(Items from a data source)

+ + + + +

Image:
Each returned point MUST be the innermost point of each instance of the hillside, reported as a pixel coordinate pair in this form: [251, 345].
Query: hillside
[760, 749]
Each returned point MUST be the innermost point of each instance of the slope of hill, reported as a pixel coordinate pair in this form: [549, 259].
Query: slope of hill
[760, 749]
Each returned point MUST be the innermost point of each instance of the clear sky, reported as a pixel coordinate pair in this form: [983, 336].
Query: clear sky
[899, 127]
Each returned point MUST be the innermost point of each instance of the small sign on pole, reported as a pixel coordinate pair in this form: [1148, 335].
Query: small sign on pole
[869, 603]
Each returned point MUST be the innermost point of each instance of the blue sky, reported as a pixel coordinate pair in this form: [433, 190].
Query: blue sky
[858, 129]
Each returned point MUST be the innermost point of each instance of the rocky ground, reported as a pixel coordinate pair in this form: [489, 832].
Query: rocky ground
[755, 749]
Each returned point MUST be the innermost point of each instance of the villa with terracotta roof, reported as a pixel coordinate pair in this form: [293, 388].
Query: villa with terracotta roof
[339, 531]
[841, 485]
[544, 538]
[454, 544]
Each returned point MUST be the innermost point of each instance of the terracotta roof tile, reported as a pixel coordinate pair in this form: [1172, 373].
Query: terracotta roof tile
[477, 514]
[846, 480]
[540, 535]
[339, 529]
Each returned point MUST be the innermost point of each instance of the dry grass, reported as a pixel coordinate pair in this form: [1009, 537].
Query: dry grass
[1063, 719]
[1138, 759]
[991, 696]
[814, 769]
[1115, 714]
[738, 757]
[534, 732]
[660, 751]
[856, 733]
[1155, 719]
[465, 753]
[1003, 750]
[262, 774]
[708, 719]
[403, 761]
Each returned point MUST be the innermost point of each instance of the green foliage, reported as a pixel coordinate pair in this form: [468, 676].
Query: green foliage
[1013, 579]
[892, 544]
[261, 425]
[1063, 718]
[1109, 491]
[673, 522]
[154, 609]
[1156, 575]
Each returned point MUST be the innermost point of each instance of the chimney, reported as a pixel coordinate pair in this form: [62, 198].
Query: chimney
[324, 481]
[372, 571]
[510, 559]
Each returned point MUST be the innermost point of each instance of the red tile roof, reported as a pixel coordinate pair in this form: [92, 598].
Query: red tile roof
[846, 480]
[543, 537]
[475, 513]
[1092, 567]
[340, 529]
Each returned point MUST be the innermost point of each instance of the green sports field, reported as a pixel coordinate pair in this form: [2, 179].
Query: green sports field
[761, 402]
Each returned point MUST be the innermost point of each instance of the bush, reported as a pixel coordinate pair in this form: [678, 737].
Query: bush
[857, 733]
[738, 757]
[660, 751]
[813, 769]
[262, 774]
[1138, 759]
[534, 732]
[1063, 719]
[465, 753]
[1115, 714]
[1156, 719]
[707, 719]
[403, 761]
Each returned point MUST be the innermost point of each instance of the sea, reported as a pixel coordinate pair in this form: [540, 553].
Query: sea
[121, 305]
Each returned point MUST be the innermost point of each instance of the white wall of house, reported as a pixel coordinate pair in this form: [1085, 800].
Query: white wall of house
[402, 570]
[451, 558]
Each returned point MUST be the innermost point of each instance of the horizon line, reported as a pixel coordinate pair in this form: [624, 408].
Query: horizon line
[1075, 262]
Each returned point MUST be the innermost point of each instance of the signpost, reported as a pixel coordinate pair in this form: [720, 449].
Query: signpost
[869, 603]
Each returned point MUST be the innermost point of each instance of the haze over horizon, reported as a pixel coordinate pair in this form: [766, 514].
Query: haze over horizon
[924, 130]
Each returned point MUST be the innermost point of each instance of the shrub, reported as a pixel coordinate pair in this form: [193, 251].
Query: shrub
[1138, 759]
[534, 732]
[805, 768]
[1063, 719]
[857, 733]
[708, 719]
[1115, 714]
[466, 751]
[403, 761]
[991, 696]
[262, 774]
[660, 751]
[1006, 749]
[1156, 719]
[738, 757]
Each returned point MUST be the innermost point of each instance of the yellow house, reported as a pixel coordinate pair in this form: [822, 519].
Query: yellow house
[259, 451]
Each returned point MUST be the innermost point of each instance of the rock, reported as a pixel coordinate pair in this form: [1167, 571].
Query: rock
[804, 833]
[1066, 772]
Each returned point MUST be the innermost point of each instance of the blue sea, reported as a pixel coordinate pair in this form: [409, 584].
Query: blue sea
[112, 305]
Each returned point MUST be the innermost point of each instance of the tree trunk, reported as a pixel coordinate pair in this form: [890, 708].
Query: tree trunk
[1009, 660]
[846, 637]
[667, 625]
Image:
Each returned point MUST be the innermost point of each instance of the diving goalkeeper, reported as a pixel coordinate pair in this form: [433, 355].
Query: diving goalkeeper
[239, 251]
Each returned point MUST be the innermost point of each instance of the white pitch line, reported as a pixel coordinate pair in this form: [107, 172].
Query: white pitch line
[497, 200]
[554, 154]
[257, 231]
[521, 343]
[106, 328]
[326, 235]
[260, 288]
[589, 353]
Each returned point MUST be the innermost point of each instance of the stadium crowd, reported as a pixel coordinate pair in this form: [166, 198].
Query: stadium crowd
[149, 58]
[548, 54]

+ + + + +

#### [What the exercise asks]
Recast the items as a JSON list of strings, with each line as its own string and blank lines omitted.

#### [Complete answer]
[
  "Image:",
  "Each returned point MUST be the innermost point of each instance of the hillside, reported as a pixel coordinate pair in this form: [251, 345].",
  "Query: hillside",
  "[760, 749]",
  "Each returned point MUST be the innermost point of each instance of the slope of hill, reported as a pixel coordinate pair in this form: [549, 259].",
  "Query: slope of hill",
  "[760, 749]",
  "Each returned point MUST be the innermost point of each instance of the clear sky, reported as a pixel coordinate pair in this form: [983, 336].",
  "Query: clear sky",
  "[899, 127]",
  "Each returned point MUST be the innermost point of each instance of the small sign on pole, reported as a pixel coordinate pair in this form: [1148, 335].",
  "Query: small sign on pole",
  "[869, 603]",
  "Each returned point MUST be the innermost point of each instance of the blue sky, reported as a pixel coordinate pair in this form: [433, 190].",
  "Query: blue sky",
  "[858, 129]",
  "Each returned point MUST be the innermost point of each instance of the rocky ground, reported as a pixel coordinate pair in this form: [489, 832].",
  "Query: rocky ground",
  "[755, 749]",
  "Each returned point MUST be the innermost point of each instance of the villa with terracotta roof, reported as a pixel coordinate pair in this form: [293, 388].",
  "Query: villa with terracotta roof",
  "[339, 531]",
  "[841, 485]",
  "[544, 538]",
  "[454, 544]",
  "Each returned point MUST be the innermost point of each instance of the terracotta roof tile, reported as a pixel coordinate pair in this form: [1172, 373].",
  "Query: terracotta roof tile",
  "[477, 514]",
  "[846, 480]",
  "[540, 535]",
  "[339, 529]",
  "Each returned point MUST be the innermost point of each instance of the dry grass, reported as a pixel coordinate pair in this form: [1009, 537].",
  "Query: dry grass",
  "[1063, 719]",
  "[1138, 759]",
  "[991, 696]",
  "[814, 769]",
  "[1115, 714]",
  "[738, 757]",
  "[534, 732]",
  "[660, 751]",
  "[856, 733]",
  "[1155, 719]",
  "[465, 753]",
  "[1003, 750]",
  "[262, 774]",
  "[708, 719]",
  "[403, 761]",
  "Each returned point MUST be the innermost point of each instance of the green foliage, reported as a pixel coordinate pair in this form: [468, 676].",
  "Query: green foliage",
  "[1013, 579]",
  "[892, 544]",
  "[261, 425]",
  "[1063, 718]",
  "[1109, 491]",
  "[673, 522]",
  "[154, 609]",
  "[1156, 575]",
  "Each returned point MUST be the innermost point of each instance of the chimney, reported as a pixel coordinate pair in this form: [62, 198].",
  "Query: chimney",
  "[324, 481]",
  "[372, 571]",
  "[510, 559]",
  "Each returned point MUST be the innermost point of each instance of the red tile roof, reported as a pixel coordinate pair in this form: [92, 598].",
  "Query: red tile roof",
  "[846, 480]",
  "[543, 537]",
  "[475, 513]",
  "[1092, 567]",
  "[340, 529]",
  "Each returned point MUST be the innermost point of each instance of the green sports field, reported as a pixel coordinate pair in this form: [2, 179].",
  "Query: green sports field",
  "[761, 402]",
  "Each returned point MUST be the innermost point of each instance of the bush, reported as a pixel coordinate pair in this form: [678, 737].",
  "Query: bush",
  "[857, 733]",
  "[738, 757]",
  "[660, 751]",
  "[813, 769]",
  "[262, 774]",
  "[1138, 759]",
  "[534, 732]",
  "[1063, 719]",
  "[465, 753]",
  "[1115, 714]",
  "[1156, 719]",
  "[707, 719]",
  "[403, 761]",
  "Each returned point MUST be the innermost point of each instance of the sea, reported as a pixel coordinate pair in this form: [540, 553].",
  "Query: sea",
  "[121, 305]",
  "Each returned point MUST be the innermost point of each instance of the white wall of house, reported as a pixel coordinate pair in this form: [1085, 800].",
  "Query: white wall of house",
  "[402, 570]",
  "[451, 558]",
  "Each returned point MUST be the innermost point of each instance of the horizon line, reported as a pixel coordinate pair in this form: [624, 408].",
  "Query: horizon line",
  "[1075, 262]",
  "Each returned point MUST be the innermost point of each instance of the signpost, reported as a pixel coordinate pair in this form: [720, 449].",
  "Query: signpost",
  "[869, 603]",
  "Each returned point MUST be the innermost point of each instance of the haze over horizon, reported as a pixel coordinate pair in this form: [766, 514].",
  "Query: haze over horizon",
  "[924, 130]",
  "Each returned point MUST be the innermost point of each instance of the shrub, reported as a pixel coordinate pair in this form: [193, 251].",
  "Query: shrub",
  "[1138, 759]",
  "[534, 732]",
  "[805, 768]",
  "[1063, 719]",
  "[857, 733]",
  "[708, 719]",
  "[1115, 714]",
  "[466, 751]",
  "[403, 761]",
  "[991, 696]",
  "[262, 774]",
  "[660, 751]",
  "[1006, 749]",
  "[1156, 719]",
  "[738, 757]",
  "Each returned point MUST be the innermost point of each instance of the yellow house, reported as a pixel coordinate pair in this form: [822, 519].",
  "Query: yellow house",
  "[259, 451]",
  "Each returned point MUST be the innermost point of each instance of the rock, reported as a pixel coordinate pair in this form: [1167, 571].",
  "Query: rock",
  "[804, 833]",
  "[1066, 772]",
  "Each returned point MUST be the innermost point of each instance of the blue sea, reported as a pixel coordinate pair in this form: [409, 584].",
  "Query: blue sea",
  "[112, 305]",
  "Each returned point MUST be the innermost point of each instance of the tree trunk, reported as a pixel coordinate pair in this form: [890, 708].",
  "Query: tree trunk",
  "[1009, 660]",
  "[846, 637]",
  "[667, 625]",
  "Image:",
  "Each returned point MUST be the innermost point of each instance of the diving goalkeeper, reported as a pixel coordinate pair in this form: [433, 355].",
  "Query: diving goalkeeper",
  "[239, 251]",
  "Each returned point MUST be the innermost point of each instance of the white pitch line, reported as a pixel coordinate pair in this form: [107, 172].",
  "Query: white pitch line",
  "[497, 200]",
  "[554, 154]",
  "[257, 231]",
  "[521, 343]",
  "[106, 328]",
  "[326, 235]",
  "[260, 288]",
  "[589, 353]",
  "Each returned point MUST be the innermost point of each instance of the stadium crowd, reported as a pixel coordinate pair in this form: [166, 198].",
  "Query: stadium crowd",
  "[149, 58]",
  "[548, 54]"
]